• [TASK OBJECTIVE]
Number the lines of the listing below, starting from its first line and continuing up to and including the line that contains "xmin=125 ymin=14 xmax=144 ymax=27", leaving out any blank lines. Do not include the pictures in the answer.

• [DATA IN THIS EXERCISE]
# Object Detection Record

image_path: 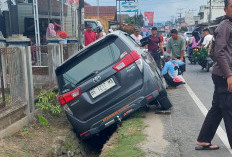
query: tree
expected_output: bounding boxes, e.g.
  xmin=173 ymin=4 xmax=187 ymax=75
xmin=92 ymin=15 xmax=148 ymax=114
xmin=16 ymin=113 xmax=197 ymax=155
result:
xmin=125 ymin=14 xmax=144 ymax=27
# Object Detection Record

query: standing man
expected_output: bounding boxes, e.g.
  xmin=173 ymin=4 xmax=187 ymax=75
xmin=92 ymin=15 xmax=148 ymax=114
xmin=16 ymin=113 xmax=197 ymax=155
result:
xmin=148 ymin=27 xmax=164 ymax=71
xmin=167 ymin=29 xmax=186 ymax=73
xmin=195 ymin=0 xmax=232 ymax=150
xmin=201 ymin=28 xmax=213 ymax=48
xmin=85 ymin=24 xmax=97 ymax=46
xmin=131 ymin=27 xmax=143 ymax=45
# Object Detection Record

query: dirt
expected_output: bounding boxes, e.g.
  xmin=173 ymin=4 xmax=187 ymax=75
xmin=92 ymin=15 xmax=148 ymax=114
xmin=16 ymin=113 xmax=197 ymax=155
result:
xmin=0 ymin=113 xmax=87 ymax=157
xmin=139 ymin=110 xmax=169 ymax=157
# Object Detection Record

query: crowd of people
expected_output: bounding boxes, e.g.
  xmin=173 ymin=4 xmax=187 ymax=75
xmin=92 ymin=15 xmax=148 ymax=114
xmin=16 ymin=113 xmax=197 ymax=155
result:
xmin=131 ymin=0 xmax=232 ymax=150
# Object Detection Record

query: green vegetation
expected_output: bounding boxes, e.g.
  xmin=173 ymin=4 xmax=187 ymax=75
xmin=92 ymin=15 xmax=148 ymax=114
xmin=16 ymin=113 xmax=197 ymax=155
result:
xmin=35 ymin=90 xmax=62 ymax=126
xmin=100 ymin=111 xmax=146 ymax=157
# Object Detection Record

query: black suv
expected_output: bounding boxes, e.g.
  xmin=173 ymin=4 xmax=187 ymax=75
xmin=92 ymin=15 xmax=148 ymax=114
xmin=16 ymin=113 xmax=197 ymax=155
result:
xmin=56 ymin=31 xmax=172 ymax=139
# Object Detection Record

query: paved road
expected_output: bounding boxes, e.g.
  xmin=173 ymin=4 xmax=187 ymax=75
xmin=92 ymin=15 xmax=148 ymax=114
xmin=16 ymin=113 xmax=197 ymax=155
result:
xmin=161 ymin=60 xmax=232 ymax=157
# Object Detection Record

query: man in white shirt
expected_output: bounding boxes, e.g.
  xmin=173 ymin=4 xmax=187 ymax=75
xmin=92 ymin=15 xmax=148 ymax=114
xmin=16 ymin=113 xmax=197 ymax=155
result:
xmin=201 ymin=28 xmax=213 ymax=48
xmin=131 ymin=27 xmax=143 ymax=45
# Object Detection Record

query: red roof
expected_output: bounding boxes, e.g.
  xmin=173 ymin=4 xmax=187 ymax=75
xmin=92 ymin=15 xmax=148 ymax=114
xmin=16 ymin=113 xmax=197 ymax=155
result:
xmin=85 ymin=6 xmax=116 ymax=16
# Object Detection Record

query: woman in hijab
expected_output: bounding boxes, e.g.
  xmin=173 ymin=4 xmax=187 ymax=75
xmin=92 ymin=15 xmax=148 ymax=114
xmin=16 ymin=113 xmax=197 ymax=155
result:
xmin=46 ymin=23 xmax=56 ymax=40
xmin=187 ymin=31 xmax=201 ymax=55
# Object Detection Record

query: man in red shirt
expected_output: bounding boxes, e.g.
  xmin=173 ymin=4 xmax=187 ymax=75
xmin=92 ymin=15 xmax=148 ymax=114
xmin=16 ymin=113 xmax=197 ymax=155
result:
xmin=85 ymin=25 xmax=97 ymax=46
xmin=147 ymin=27 xmax=165 ymax=70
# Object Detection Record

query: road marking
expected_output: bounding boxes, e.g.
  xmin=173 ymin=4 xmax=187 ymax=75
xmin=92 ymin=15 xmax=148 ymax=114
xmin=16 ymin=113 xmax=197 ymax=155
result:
xmin=184 ymin=84 xmax=232 ymax=154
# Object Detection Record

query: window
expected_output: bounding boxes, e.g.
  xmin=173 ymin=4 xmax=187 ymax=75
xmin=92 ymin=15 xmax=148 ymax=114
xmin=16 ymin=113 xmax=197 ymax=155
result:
xmin=58 ymin=37 xmax=129 ymax=93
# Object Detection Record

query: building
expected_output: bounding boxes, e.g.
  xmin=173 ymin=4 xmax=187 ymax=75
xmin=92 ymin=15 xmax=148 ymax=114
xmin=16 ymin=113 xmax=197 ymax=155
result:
xmin=0 ymin=0 xmax=78 ymax=44
xmin=84 ymin=3 xmax=116 ymax=31
xmin=198 ymin=0 xmax=225 ymax=24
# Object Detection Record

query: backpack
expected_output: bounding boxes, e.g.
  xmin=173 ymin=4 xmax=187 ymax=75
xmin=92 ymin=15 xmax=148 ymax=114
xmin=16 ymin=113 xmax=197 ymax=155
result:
xmin=207 ymin=16 xmax=232 ymax=62
xmin=207 ymin=36 xmax=215 ymax=61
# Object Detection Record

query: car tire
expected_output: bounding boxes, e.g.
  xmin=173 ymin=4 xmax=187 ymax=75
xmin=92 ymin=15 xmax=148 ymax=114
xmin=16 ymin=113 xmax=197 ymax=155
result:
xmin=157 ymin=96 xmax=172 ymax=110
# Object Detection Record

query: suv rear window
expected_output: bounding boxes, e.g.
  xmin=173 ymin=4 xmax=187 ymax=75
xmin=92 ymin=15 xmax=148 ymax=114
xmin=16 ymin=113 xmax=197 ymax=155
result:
xmin=85 ymin=21 xmax=98 ymax=31
xmin=57 ymin=36 xmax=130 ymax=94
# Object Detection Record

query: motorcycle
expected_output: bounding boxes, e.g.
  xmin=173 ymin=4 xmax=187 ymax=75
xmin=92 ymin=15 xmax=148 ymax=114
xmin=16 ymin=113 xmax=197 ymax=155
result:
xmin=188 ymin=48 xmax=200 ymax=64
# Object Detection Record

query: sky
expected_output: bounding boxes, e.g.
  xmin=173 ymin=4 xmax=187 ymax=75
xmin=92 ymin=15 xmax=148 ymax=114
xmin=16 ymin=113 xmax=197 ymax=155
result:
xmin=85 ymin=0 xmax=208 ymax=22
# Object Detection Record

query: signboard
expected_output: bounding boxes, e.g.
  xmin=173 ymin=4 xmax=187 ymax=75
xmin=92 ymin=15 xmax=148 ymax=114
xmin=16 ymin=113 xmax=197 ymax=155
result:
xmin=38 ymin=0 xmax=67 ymax=16
xmin=120 ymin=2 xmax=139 ymax=12
xmin=184 ymin=12 xmax=195 ymax=25
xmin=144 ymin=12 xmax=154 ymax=26
xmin=0 ymin=0 xmax=8 ymax=11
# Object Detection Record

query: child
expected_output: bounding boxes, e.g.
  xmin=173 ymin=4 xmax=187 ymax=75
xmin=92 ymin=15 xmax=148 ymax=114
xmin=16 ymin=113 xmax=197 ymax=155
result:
xmin=162 ymin=54 xmax=185 ymax=87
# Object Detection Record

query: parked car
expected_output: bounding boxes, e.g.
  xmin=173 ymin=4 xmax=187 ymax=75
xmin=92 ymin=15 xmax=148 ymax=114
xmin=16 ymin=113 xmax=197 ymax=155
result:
xmin=55 ymin=31 xmax=171 ymax=139
xmin=84 ymin=19 xmax=106 ymax=35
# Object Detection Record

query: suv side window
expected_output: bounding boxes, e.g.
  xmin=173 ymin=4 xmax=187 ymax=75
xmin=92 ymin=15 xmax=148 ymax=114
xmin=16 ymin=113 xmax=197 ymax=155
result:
xmin=85 ymin=21 xmax=97 ymax=31
xmin=58 ymin=37 xmax=130 ymax=93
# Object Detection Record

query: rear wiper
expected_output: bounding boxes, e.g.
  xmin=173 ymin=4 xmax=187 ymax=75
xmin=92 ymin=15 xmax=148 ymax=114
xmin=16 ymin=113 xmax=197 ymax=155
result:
xmin=76 ymin=70 xmax=99 ymax=85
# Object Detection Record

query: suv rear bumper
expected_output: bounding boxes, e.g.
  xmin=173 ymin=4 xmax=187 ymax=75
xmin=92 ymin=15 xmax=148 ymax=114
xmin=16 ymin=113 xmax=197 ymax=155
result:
xmin=66 ymin=90 xmax=163 ymax=139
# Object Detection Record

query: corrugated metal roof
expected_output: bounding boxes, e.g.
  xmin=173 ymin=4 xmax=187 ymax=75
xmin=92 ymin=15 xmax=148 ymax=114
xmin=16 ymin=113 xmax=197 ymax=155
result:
xmin=85 ymin=6 xmax=116 ymax=16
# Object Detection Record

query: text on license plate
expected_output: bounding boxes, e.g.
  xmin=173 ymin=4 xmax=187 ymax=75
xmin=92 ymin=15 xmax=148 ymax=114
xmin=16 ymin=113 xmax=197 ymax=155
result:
xmin=89 ymin=78 xmax=116 ymax=98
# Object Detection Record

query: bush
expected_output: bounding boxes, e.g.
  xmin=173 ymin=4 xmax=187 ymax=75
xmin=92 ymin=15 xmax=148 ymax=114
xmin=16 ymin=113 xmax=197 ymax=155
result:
xmin=35 ymin=90 xmax=61 ymax=126
xmin=35 ymin=90 xmax=61 ymax=115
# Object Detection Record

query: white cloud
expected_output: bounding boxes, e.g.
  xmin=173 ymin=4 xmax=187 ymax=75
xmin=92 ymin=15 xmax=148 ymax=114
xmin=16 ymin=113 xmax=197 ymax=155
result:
xmin=85 ymin=0 xmax=207 ymax=22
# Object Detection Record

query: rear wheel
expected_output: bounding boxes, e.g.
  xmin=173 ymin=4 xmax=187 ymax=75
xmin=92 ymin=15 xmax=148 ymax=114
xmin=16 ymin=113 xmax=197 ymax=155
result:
xmin=156 ymin=90 xmax=172 ymax=110
xmin=158 ymin=97 xmax=172 ymax=110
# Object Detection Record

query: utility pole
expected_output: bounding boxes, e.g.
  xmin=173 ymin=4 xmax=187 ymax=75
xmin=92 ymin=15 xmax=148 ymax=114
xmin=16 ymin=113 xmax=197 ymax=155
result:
xmin=208 ymin=0 xmax=212 ymax=24
xmin=78 ymin=0 xmax=85 ymax=46
xmin=177 ymin=8 xmax=184 ymax=19
xmin=33 ymin=0 xmax=41 ymax=65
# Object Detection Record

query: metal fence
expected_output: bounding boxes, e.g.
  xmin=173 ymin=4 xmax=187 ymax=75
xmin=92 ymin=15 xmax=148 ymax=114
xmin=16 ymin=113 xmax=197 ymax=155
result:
xmin=0 ymin=48 xmax=26 ymax=111
xmin=31 ymin=45 xmax=48 ymax=66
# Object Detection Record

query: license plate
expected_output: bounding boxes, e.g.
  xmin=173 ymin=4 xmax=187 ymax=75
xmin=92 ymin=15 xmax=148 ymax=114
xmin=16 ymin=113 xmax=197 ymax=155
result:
xmin=89 ymin=78 xmax=116 ymax=98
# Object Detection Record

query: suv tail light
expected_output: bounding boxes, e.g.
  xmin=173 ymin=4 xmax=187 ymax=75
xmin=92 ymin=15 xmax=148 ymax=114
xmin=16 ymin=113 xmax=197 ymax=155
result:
xmin=59 ymin=88 xmax=81 ymax=106
xmin=113 ymin=51 xmax=142 ymax=71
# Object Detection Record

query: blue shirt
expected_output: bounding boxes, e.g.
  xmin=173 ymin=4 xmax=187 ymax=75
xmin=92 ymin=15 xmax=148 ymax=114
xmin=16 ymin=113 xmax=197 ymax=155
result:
xmin=162 ymin=60 xmax=184 ymax=78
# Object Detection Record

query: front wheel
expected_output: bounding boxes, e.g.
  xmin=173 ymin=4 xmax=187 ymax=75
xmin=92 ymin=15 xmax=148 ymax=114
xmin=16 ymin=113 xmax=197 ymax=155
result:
xmin=157 ymin=96 xmax=172 ymax=110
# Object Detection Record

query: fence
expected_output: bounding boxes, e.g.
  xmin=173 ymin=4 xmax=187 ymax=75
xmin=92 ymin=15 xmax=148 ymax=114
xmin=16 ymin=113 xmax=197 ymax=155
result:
xmin=0 ymin=36 xmax=80 ymax=138
xmin=0 ymin=48 xmax=26 ymax=108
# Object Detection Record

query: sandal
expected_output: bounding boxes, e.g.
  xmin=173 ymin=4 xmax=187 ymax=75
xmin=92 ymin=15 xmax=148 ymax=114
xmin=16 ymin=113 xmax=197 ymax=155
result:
xmin=195 ymin=144 xmax=220 ymax=150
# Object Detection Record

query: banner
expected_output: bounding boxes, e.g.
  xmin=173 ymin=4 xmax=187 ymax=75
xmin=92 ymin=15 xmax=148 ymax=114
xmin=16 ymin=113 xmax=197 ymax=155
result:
xmin=120 ymin=2 xmax=139 ymax=12
xmin=144 ymin=12 xmax=154 ymax=26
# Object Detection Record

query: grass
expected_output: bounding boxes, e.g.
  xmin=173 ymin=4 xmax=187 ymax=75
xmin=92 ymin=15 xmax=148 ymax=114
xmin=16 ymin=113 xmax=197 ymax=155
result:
xmin=100 ymin=111 xmax=146 ymax=157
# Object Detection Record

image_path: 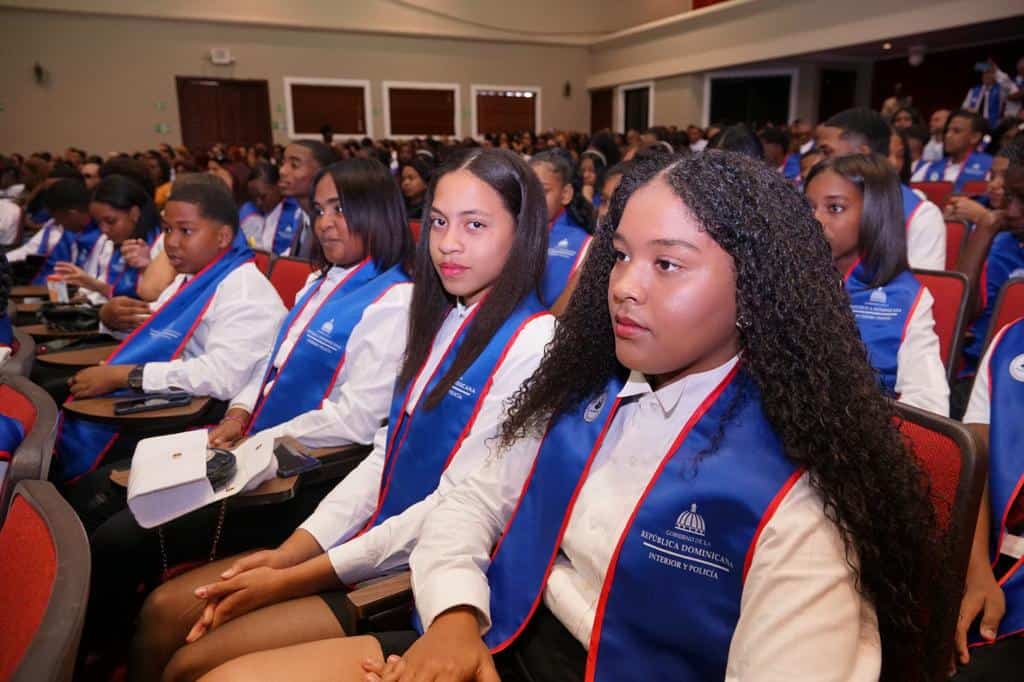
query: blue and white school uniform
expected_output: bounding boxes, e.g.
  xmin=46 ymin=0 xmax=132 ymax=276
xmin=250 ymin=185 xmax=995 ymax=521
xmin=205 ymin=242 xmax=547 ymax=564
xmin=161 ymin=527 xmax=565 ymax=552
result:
xmin=964 ymin=232 xmax=1024 ymax=376
xmin=411 ymin=358 xmax=881 ymax=682
xmin=54 ymin=233 xmax=286 ymax=480
xmin=846 ymin=261 xmax=949 ymax=417
xmin=541 ymin=211 xmax=593 ymax=308
xmin=900 ymin=184 xmax=946 ymax=270
xmin=231 ymin=261 xmax=413 ymax=447
xmin=300 ymin=299 xmax=554 ymax=585
xmin=254 ymin=197 xmax=309 ymax=256
xmin=964 ymin=318 xmax=1024 ymax=645
xmin=925 ymin=152 xmax=992 ymax=191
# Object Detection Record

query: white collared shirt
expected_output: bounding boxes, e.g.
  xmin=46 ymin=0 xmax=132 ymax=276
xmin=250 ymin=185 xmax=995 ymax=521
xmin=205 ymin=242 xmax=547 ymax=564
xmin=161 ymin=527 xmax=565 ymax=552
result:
xmin=410 ymin=358 xmax=882 ymax=682
xmin=300 ymin=305 xmax=555 ymax=584
xmin=894 ymin=285 xmax=949 ymax=417
xmin=7 ymin=218 xmax=63 ymax=263
xmin=142 ymin=262 xmax=286 ymax=400
xmin=906 ymin=191 xmax=946 ymax=270
xmin=231 ymin=266 xmax=413 ymax=447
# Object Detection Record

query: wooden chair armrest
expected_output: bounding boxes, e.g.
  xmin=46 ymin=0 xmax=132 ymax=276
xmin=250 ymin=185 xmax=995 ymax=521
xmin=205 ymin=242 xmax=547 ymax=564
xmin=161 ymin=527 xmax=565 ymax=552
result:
xmin=342 ymin=571 xmax=413 ymax=634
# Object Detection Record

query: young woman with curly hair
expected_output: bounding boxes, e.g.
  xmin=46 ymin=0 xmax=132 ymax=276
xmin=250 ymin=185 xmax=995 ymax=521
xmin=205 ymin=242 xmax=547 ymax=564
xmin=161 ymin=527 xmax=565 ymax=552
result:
xmin=199 ymin=152 xmax=945 ymax=682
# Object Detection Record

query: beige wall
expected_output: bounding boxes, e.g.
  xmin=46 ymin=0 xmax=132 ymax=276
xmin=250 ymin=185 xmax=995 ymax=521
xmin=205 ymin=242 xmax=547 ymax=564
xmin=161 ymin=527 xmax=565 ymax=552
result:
xmin=0 ymin=9 xmax=590 ymax=154
xmin=587 ymin=0 xmax=1021 ymax=87
xmin=0 ymin=0 xmax=692 ymax=45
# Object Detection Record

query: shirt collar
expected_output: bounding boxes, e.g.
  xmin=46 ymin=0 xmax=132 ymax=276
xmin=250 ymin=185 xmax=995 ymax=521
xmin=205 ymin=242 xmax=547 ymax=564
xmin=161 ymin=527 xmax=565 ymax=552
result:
xmin=618 ymin=355 xmax=739 ymax=415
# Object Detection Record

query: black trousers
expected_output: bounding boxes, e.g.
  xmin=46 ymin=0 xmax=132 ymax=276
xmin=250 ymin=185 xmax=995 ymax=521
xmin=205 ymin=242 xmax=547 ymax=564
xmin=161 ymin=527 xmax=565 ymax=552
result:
xmin=83 ymin=481 xmax=336 ymax=648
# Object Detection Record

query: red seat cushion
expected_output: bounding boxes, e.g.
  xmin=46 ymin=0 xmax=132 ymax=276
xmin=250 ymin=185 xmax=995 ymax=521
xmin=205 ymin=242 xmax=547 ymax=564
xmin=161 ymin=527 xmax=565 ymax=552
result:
xmin=0 ymin=496 xmax=57 ymax=680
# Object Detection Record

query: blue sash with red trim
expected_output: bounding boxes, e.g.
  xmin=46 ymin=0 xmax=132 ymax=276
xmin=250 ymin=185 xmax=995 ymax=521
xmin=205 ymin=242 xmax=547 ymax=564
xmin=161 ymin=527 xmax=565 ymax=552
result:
xmin=56 ymin=230 xmax=253 ymax=481
xmin=484 ymin=367 xmax=801 ymax=682
xmin=925 ymin=152 xmax=992 ymax=191
xmin=367 ymin=296 xmax=547 ymax=527
xmin=273 ymin=197 xmax=302 ymax=254
xmin=0 ymin=415 xmax=25 ymax=462
xmin=541 ymin=211 xmax=590 ymax=308
xmin=974 ymin=319 xmax=1024 ymax=643
xmin=249 ymin=259 xmax=410 ymax=432
xmin=846 ymin=263 xmax=921 ymax=393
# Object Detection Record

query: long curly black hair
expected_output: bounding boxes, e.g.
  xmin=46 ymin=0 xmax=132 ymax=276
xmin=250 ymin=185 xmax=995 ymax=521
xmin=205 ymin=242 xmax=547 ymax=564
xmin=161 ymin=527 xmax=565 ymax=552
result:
xmin=501 ymin=151 xmax=955 ymax=680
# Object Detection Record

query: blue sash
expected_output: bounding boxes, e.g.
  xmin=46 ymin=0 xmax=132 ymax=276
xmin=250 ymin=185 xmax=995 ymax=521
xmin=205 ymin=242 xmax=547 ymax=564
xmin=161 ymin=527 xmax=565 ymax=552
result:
xmin=249 ymin=259 xmax=410 ymax=432
xmin=273 ymin=197 xmax=302 ymax=254
xmin=846 ymin=262 xmax=922 ymax=395
xmin=973 ymin=319 xmax=1024 ymax=643
xmin=925 ymin=152 xmax=992 ymax=191
xmin=56 ymin=230 xmax=253 ymax=481
xmin=0 ymin=415 xmax=25 ymax=462
xmin=484 ymin=368 xmax=802 ymax=682
xmin=963 ymin=232 xmax=1024 ymax=376
xmin=967 ymin=85 xmax=1002 ymax=128
xmin=366 ymin=297 xmax=547 ymax=528
xmin=541 ymin=211 xmax=590 ymax=308
xmin=899 ymin=183 xmax=924 ymax=230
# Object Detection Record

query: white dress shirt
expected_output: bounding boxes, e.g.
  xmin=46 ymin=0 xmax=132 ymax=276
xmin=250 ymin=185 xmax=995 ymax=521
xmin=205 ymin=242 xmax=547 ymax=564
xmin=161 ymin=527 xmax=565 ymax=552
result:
xmin=906 ymin=191 xmax=946 ymax=270
xmin=300 ymin=305 xmax=555 ymax=584
xmin=410 ymin=358 xmax=882 ymax=682
xmin=142 ymin=263 xmax=286 ymax=400
xmin=895 ymin=285 xmax=949 ymax=417
xmin=231 ymin=267 xmax=413 ymax=447
xmin=0 ymin=219 xmax=63 ymax=263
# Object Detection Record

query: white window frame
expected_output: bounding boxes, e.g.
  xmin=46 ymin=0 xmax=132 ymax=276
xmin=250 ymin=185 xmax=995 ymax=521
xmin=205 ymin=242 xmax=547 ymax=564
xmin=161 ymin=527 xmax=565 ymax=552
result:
xmin=611 ymin=81 xmax=654 ymax=133
xmin=700 ymin=67 xmax=800 ymax=128
xmin=381 ymin=81 xmax=462 ymax=139
xmin=285 ymin=76 xmax=374 ymax=139
xmin=469 ymin=83 xmax=544 ymax=139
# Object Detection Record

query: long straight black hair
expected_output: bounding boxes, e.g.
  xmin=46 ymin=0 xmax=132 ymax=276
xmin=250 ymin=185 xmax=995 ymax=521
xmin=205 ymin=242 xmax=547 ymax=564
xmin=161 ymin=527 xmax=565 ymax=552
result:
xmin=529 ymin=150 xmax=600 ymax=235
xmin=398 ymin=148 xmax=548 ymax=410
xmin=92 ymin=175 xmax=160 ymax=240
xmin=804 ymin=154 xmax=910 ymax=287
xmin=309 ymin=159 xmax=413 ymax=274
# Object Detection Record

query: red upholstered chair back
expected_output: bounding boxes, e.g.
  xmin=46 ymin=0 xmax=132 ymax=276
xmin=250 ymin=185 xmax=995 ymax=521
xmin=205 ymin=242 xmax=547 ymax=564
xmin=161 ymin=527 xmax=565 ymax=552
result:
xmin=913 ymin=269 xmax=968 ymax=381
xmin=253 ymin=249 xmax=272 ymax=274
xmin=0 ymin=481 xmax=90 ymax=682
xmin=0 ymin=375 xmax=57 ymax=520
xmin=961 ymin=180 xmax=988 ymax=197
xmin=896 ymin=402 xmax=988 ymax=679
xmin=985 ymin=276 xmax=1024 ymax=348
xmin=910 ymin=182 xmax=953 ymax=208
xmin=270 ymin=256 xmax=313 ymax=308
xmin=946 ymin=220 xmax=967 ymax=270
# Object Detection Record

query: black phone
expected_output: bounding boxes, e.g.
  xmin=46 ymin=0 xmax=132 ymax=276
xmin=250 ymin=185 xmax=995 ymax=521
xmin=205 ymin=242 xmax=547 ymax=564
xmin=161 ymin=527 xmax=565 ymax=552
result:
xmin=273 ymin=442 xmax=321 ymax=478
xmin=114 ymin=391 xmax=191 ymax=417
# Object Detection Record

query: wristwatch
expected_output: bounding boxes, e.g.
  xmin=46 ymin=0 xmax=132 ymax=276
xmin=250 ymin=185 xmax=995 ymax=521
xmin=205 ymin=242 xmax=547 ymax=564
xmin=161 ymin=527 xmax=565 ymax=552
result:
xmin=128 ymin=365 xmax=145 ymax=391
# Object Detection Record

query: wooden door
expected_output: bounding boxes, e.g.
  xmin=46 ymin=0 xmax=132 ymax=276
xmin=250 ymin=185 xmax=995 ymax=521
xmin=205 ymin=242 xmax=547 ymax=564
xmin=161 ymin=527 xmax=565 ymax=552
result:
xmin=176 ymin=76 xmax=273 ymax=150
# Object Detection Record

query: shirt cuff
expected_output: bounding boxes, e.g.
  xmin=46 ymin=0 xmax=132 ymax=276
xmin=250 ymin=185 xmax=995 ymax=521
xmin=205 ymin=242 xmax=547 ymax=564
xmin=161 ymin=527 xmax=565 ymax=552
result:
xmin=413 ymin=568 xmax=490 ymax=637
xmin=142 ymin=363 xmax=173 ymax=393
xmin=327 ymin=535 xmax=380 ymax=585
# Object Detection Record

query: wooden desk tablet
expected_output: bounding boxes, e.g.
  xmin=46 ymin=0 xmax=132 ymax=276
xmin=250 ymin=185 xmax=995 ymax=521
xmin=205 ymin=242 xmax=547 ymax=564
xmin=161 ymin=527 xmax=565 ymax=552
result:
xmin=36 ymin=344 xmax=118 ymax=368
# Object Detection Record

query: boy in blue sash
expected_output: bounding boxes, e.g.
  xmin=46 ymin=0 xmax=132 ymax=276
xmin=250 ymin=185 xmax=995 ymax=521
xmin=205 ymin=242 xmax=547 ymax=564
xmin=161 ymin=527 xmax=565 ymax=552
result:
xmin=529 ymin=150 xmax=594 ymax=308
xmin=55 ymin=174 xmax=285 ymax=485
xmin=952 ymin=318 xmax=1024 ymax=682
xmin=925 ymin=109 xmax=992 ymax=191
xmin=208 ymin=155 xmax=942 ymax=682
xmin=268 ymin=139 xmax=334 ymax=258
xmin=819 ymin=108 xmax=946 ymax=270
xmin=804 ymin=155 xmax=949 ymax=417
xmin=133 ymin=150 xmax=554 ymax=679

• [SOLUTION TO THE EXERCISE]
1. # Object Detection Record
2. image_path: 
3. query: tree
4. expected_output: bounding boxes, e.g.
5.   xmin=173 ymin=4 xmax=187 ymax=75
6. xmin=92 ymin=15 xmax=148 ymax=114
7. xmin=16 ymin=113 xmax=197 ymax=155
8. result:
9. xmin=125 ymin=14 xmax=144 ymax=27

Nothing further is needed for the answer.